**TASK TO CARRY OUT**
Arrange the lines of the listing as a JSON list of strings, one string per line, leaving out blank lines. Begin at the line that contains "Could you point out the white apartment" and continue through the end of the listing.

==== MATERIAL FOR THIS TASK ====

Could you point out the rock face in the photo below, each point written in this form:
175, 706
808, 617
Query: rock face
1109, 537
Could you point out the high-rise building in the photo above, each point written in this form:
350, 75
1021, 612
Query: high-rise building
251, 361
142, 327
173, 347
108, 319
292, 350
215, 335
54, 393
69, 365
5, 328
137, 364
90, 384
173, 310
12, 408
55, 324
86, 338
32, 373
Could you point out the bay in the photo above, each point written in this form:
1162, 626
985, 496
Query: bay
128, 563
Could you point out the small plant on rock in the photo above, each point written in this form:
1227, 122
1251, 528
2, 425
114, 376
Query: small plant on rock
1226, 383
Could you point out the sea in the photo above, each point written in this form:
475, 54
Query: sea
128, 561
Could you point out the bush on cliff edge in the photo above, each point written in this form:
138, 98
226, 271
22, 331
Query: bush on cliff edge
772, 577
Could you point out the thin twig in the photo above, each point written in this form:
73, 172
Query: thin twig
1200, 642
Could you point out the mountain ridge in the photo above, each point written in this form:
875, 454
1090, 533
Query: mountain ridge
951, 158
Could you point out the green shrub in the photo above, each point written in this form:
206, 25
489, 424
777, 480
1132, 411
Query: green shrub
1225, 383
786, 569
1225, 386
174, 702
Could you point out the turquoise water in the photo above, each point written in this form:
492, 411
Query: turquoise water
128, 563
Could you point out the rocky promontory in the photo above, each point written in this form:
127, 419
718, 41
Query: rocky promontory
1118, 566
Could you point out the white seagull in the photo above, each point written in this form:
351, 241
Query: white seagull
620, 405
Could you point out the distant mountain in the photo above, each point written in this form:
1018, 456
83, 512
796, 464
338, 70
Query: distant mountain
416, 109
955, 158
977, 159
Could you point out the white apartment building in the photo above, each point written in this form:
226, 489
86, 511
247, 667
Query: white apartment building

====

**EXERCISE ANSWER**
[
  "Could you point out the white apartment building in the photo above, each point written in this form:",
  "226, 489",
  "86, 511",
  "247, 667",
  "Query: white apartment building"
]